[start MATERIAL TO PROCESS]

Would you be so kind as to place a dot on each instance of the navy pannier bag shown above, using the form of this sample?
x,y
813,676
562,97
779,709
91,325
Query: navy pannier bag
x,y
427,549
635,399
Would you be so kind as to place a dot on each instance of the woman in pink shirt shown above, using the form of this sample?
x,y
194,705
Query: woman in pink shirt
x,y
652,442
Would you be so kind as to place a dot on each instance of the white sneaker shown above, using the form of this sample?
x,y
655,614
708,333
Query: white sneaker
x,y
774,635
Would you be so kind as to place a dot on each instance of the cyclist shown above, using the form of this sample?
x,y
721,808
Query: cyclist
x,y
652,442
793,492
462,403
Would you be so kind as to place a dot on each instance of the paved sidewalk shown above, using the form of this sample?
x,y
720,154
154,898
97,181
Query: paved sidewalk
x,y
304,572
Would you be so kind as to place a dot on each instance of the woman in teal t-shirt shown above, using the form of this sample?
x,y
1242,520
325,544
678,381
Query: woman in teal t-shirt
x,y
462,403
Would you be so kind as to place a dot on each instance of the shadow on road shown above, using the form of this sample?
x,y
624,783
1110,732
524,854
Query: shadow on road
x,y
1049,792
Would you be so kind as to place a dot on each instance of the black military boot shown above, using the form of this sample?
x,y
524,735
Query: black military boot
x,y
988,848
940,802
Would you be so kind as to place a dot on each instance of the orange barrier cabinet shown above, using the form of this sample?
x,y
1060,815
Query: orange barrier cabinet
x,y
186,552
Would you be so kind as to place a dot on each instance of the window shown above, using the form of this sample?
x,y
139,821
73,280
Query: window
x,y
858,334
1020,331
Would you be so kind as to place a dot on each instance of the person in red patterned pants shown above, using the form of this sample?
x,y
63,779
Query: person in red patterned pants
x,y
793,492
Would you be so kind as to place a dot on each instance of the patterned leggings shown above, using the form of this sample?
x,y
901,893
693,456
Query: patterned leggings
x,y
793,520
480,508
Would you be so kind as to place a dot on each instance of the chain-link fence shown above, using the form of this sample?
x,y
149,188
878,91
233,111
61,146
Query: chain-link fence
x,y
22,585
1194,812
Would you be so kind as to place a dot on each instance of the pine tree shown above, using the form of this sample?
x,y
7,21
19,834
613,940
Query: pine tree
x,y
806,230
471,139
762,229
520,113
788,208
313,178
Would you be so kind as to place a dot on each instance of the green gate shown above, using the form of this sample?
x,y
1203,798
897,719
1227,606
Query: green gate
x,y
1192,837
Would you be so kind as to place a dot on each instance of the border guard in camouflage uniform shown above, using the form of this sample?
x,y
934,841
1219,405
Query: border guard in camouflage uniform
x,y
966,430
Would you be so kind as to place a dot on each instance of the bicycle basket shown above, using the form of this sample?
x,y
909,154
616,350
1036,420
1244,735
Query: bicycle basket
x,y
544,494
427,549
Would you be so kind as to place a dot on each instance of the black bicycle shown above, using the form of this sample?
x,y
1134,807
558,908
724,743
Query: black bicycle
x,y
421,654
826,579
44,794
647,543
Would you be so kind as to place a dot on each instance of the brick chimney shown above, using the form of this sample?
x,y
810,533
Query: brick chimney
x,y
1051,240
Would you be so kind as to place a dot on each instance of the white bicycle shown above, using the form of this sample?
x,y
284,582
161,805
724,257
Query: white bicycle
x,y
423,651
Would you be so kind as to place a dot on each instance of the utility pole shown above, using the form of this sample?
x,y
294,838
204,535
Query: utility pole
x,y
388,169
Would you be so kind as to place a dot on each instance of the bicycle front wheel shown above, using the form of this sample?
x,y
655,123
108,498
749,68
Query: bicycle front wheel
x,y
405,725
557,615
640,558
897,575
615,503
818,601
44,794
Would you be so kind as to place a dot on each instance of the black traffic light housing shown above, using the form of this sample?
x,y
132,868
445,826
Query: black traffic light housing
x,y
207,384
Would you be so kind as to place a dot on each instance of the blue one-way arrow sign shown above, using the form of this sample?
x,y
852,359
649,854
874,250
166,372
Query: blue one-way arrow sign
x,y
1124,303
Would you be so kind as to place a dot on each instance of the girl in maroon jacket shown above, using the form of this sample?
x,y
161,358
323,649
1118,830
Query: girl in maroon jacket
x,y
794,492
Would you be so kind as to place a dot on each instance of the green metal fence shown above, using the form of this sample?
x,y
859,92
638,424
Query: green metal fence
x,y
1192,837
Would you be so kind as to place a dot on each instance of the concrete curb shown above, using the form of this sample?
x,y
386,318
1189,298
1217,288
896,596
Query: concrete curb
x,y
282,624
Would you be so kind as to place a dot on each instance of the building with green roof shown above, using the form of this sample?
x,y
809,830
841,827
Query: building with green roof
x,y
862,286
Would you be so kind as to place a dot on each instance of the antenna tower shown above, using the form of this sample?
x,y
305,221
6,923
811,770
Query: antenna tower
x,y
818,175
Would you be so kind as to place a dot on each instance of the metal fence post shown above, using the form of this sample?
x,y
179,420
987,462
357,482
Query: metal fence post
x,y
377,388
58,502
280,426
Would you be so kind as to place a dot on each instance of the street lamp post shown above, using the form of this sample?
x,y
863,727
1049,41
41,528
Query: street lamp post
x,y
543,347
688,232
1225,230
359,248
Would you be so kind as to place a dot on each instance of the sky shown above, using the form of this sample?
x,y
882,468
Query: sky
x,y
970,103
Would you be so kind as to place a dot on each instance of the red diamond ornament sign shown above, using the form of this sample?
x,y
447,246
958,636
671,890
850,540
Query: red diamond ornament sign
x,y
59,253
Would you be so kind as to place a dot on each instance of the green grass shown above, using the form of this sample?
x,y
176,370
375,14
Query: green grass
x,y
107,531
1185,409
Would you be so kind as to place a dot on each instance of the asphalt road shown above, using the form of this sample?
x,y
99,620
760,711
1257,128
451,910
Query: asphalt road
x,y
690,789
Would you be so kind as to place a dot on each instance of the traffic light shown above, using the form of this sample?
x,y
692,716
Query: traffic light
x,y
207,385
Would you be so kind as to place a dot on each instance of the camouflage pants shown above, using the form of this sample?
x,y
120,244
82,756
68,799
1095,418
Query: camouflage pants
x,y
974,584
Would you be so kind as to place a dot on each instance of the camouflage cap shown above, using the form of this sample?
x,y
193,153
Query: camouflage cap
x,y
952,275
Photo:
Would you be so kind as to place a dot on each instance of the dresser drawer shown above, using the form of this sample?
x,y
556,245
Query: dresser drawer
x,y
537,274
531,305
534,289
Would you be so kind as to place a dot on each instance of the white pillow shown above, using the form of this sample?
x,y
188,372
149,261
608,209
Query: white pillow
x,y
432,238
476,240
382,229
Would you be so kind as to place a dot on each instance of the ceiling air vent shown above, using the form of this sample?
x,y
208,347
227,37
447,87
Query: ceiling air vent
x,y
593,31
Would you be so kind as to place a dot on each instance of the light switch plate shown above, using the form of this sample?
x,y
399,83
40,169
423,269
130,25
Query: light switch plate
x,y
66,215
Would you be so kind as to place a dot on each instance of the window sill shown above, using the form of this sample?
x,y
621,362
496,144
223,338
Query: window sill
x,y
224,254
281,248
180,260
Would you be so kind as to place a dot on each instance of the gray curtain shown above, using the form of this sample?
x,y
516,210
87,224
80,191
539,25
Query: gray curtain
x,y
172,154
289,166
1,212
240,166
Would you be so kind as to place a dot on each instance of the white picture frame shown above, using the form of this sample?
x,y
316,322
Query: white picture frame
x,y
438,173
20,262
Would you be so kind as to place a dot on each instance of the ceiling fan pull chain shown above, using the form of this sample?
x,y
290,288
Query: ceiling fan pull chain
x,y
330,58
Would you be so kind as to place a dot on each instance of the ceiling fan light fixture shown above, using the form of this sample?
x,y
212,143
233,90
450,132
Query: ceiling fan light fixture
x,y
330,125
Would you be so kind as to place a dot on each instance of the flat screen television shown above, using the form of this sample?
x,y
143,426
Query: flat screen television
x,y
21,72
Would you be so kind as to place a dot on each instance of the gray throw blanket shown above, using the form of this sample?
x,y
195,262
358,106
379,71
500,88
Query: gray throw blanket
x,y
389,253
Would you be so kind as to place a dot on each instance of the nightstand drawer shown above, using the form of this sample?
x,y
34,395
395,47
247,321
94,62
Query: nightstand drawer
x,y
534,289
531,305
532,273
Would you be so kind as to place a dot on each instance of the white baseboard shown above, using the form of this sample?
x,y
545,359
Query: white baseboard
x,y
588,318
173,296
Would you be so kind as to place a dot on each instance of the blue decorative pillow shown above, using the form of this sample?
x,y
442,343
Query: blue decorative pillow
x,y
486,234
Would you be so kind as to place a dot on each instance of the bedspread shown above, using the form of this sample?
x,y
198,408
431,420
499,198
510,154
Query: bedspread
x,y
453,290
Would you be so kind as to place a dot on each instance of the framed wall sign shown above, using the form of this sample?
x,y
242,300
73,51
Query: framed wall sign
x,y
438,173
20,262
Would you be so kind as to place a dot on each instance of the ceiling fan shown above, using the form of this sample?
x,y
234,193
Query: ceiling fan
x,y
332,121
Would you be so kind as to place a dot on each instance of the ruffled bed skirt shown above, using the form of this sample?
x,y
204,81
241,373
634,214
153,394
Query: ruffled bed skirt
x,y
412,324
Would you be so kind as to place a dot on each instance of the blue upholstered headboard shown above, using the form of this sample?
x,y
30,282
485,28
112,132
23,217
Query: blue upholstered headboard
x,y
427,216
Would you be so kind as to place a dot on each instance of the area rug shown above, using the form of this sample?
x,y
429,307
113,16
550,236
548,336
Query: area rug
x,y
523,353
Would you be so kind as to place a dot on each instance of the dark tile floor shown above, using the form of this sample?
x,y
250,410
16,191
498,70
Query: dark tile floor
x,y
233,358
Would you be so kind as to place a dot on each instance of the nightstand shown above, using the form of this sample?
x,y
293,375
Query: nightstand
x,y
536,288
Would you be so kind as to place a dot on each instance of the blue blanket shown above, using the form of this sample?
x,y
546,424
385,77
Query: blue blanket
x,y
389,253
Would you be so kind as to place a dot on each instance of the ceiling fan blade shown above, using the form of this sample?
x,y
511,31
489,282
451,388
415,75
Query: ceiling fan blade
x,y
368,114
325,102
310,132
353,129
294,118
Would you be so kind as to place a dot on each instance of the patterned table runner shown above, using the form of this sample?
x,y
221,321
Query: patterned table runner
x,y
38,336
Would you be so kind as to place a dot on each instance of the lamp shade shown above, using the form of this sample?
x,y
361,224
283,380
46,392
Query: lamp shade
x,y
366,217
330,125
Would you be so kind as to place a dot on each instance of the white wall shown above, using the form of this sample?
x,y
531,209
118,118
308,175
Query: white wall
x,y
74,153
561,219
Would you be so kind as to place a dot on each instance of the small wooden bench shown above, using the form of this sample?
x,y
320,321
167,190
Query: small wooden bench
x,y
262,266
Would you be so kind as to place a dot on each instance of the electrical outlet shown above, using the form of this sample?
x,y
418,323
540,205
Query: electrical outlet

[end MATERIAL TO PROCESS]

• _WHAT YOU SHOULD DO_
Reproduce the stretch of the listing from the line containing "of the lamp" through the end of the listing, swapping in "low wooden stool" wherever "small wooden bench" appears and keeping everything else the same.

• _TASK RESPONSE_
Would you be so kind as to place a dot on each instance of the lamp shade shown above, using the form of this sample?
x,y
361,224
283,380
46,392
Query: lamp shade
x,y
366,217
330,125
Would you be so kind as to place a dot on each instance of the white wall shown above, using the form of this sample?
x,y
531,209
118,118
308,175
Query: white wall
x,y
74,153
561,219
Would you be so kind as to place a dot on each instance of the low wooden stool shown above, using the form of this sample?
x,y
320,321
167,190
Query: low wooden stool
x,y
262,266
Would you be so kind as to place a dot on each instance of the electrical outlet shown above, using the form of this sample?
x,y
418,323
540,205
Query: electrical outlet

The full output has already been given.